[start]

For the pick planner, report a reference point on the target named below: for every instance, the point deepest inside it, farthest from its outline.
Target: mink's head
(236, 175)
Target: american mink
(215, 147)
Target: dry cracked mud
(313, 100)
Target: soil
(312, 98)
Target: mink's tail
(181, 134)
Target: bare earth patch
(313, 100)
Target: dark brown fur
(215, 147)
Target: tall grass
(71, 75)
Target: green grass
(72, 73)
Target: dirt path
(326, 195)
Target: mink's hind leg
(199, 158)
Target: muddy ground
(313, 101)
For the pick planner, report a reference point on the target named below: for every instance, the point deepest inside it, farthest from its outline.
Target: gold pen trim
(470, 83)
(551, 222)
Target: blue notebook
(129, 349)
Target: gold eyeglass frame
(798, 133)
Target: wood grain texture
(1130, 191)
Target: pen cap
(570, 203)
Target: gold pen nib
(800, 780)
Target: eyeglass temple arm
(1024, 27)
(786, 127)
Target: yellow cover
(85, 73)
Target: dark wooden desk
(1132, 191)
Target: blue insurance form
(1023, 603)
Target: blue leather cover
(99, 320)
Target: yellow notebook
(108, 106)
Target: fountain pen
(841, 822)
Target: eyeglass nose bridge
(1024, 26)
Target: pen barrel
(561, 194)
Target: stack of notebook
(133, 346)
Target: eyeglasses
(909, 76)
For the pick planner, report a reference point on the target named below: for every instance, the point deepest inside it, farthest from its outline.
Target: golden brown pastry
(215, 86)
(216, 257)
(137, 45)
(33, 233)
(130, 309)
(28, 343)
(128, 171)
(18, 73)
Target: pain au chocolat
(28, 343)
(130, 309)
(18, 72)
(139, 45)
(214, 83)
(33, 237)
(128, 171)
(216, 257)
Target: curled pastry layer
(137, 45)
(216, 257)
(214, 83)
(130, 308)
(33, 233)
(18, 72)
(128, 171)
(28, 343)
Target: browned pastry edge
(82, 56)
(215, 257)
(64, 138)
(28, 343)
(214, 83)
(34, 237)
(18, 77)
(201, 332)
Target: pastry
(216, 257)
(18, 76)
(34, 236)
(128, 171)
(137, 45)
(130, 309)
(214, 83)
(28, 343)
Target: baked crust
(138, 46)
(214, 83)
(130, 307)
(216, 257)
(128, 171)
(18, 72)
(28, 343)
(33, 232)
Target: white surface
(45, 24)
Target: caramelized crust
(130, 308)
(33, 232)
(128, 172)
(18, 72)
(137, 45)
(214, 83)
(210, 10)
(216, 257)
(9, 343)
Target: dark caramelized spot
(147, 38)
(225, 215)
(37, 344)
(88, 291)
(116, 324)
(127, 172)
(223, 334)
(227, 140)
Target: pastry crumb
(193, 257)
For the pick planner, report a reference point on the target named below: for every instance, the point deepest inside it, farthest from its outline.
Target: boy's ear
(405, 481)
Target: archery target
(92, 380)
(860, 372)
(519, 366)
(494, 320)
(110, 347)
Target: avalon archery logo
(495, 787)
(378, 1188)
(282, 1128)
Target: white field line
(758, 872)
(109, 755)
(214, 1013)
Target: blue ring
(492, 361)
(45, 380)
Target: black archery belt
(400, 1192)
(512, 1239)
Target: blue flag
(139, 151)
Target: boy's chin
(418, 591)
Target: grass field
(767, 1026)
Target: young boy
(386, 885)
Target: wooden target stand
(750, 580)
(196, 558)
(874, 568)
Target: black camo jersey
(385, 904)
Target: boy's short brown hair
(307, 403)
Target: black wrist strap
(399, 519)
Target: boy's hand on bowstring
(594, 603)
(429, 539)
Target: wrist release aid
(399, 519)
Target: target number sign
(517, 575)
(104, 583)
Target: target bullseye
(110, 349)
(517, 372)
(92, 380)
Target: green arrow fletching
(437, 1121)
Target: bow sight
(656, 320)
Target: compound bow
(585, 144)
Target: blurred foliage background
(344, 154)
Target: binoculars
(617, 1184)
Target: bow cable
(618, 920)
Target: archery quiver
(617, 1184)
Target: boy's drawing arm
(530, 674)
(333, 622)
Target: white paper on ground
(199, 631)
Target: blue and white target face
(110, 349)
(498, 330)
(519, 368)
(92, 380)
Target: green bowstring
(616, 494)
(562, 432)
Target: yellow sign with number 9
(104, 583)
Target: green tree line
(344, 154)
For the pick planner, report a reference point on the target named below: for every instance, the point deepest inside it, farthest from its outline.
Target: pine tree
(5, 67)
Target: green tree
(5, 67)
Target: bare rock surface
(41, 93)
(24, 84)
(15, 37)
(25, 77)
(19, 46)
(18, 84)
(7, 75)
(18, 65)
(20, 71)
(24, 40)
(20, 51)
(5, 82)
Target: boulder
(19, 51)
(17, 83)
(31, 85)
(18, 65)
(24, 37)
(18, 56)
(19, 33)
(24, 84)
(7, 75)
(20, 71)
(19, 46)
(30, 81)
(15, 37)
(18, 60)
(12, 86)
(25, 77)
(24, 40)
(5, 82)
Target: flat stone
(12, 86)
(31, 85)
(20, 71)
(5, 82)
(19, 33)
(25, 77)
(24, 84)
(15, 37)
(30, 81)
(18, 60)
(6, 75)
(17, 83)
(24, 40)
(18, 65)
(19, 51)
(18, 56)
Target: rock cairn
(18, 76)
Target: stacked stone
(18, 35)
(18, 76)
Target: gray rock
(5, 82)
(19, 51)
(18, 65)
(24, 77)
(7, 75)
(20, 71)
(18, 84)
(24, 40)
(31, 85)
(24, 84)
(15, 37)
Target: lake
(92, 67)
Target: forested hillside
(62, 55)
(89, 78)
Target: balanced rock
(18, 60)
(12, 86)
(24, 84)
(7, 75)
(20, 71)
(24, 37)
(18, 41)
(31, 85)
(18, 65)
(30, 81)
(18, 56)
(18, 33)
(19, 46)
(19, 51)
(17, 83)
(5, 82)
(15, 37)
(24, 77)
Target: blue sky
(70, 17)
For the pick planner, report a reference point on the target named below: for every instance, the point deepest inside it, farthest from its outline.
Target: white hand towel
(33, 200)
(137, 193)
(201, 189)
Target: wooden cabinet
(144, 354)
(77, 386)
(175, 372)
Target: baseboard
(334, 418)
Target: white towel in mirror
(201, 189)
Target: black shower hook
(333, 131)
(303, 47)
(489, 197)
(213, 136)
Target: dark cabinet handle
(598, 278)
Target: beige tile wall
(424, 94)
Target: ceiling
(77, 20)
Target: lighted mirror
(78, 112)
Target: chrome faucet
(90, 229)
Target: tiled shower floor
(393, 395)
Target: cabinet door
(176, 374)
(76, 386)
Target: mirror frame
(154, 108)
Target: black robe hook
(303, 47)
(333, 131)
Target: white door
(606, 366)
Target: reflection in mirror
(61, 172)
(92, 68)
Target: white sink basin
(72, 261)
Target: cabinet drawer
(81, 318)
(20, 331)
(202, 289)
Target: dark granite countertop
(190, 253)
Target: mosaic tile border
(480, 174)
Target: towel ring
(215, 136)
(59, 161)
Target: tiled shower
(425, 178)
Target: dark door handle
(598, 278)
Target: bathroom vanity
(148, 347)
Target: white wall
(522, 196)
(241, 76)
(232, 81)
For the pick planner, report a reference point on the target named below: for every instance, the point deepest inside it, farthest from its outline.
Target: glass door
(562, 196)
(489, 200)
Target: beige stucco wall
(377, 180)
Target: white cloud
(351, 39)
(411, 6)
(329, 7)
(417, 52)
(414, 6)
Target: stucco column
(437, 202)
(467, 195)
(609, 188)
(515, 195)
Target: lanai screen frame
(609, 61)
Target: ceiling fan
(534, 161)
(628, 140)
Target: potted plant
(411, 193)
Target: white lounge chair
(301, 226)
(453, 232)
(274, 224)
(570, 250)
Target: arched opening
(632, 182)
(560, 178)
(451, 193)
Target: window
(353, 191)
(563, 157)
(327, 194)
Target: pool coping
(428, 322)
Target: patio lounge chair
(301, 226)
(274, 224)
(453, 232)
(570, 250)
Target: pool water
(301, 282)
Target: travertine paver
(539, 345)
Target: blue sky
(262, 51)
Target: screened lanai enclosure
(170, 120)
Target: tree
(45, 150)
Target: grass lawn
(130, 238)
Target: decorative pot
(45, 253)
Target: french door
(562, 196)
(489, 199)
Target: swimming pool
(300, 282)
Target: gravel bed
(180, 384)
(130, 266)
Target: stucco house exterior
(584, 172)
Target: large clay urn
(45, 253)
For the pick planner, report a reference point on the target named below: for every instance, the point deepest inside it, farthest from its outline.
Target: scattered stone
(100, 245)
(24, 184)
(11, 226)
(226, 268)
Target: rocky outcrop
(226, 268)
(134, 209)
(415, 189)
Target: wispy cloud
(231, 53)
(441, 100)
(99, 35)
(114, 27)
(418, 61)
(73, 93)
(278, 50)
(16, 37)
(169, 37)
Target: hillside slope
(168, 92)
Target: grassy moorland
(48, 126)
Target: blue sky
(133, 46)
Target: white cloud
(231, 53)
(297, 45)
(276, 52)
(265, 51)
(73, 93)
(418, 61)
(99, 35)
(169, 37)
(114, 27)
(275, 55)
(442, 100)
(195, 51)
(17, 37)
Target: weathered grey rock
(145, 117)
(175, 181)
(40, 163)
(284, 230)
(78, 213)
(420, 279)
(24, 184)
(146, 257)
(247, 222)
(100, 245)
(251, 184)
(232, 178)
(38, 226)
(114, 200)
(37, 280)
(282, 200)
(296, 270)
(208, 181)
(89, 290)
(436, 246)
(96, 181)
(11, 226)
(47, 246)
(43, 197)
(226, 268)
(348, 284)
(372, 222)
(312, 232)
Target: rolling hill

[end]

* WHAT THE TASK REQUIRES: Only the lines from the one holding "Target: beige stucco wall" through the end of the listing should be given again, exactly and with both ends included.

* TASK SOLUTION:
Target: beige stucco wall
(377, 180)
Target: white cloud
(351, 39)
(411, 6)
(329, 7)
(417, 52)
(414, 6)
Target: stucco column
(437, 202)
(467, 195)
(609, 188)
(515, 195)
Target: lanai screen frame
(609, 61)
Target: ceiling fan
(534, 161)
(628, 140)
Target: potted plant
(411, 193)
Target: white lounge chair
(301, 226)
(453, 232)
(274, 224)
(570, 250)
Target: arched opening
(632, 182)
(560, 178)
(451, 193)
Target: window
(353, 191)
(563, 157)
(327, 194)
Target: pool coping
(428, 322)
Target: patio lounge chair
(301, 226)
(274, 224)
(453, 232)
(570, 250)
Target: pool water
(301, 282)
Target: travertine paver
(539, 345)
Target: blue sky
(262, 51)
Target: screened lanai enclosure
(170, 120)
Target: tree
(45, 150)
Target: grass lawn
(130, 238)
Target: decorative pot
(45, 253)
Target: french door
(562, 196)
(489, 199)
Target: swimming pool
(300, 282)
Target: gravel bed
(180, 384)
(130, 266)
Target: stucco house exterior
(584, 172)
Target: large clay urn
(45, 253)
For the pick planner, report a reference point on the target named below: for every instance, the point deepest inside it, farthest from its outline.
Target: scattered stone
(100, 245)
(24, 184)
(11, 226)
(226, 268)
Target: rocky outcrop
(226, 268)
(134, 209)
(415, 189)
Target: wispy cloud
(231, 53)
(441, 100)
(99, 35)
(114, 27)
(418, 61)
(73, 93)
(278, 50)
(16, 37)
(169, 37)
Target: hillside slope
(168, 92)
Target: grassy moorland
(48, 126)
Target: blue sky
(133, 46)
Target: white cloud
(231, 53)
(297, 45)
(276, 52)
(265, 51)
(73, 93)
(418, 61)
(99, 35)
(169, 37)
(114, 27)
(275, 55)
(442, 100)
(195, 51)
(17, 37)
Target: weathered grey rock
(145, 117)
(175, 181)
(40, 163)
(284, 230)
(78, 213)
(420, 279)
(24, 184)
(146, 257)
(247, 222)
(100, 245)
(251, 184)
(232, 178)
(38, 226)
(114, 200)
(37, 280)
(282, 200)
(296, 270)
(208, 181)
(89, 290)
(436, 246)
(96, 181)
(11, 226)
(47, 246)
(43, 197)
(226, 268)
(348, 284)
(372, 222)
(312, 232)
Target: rolling hill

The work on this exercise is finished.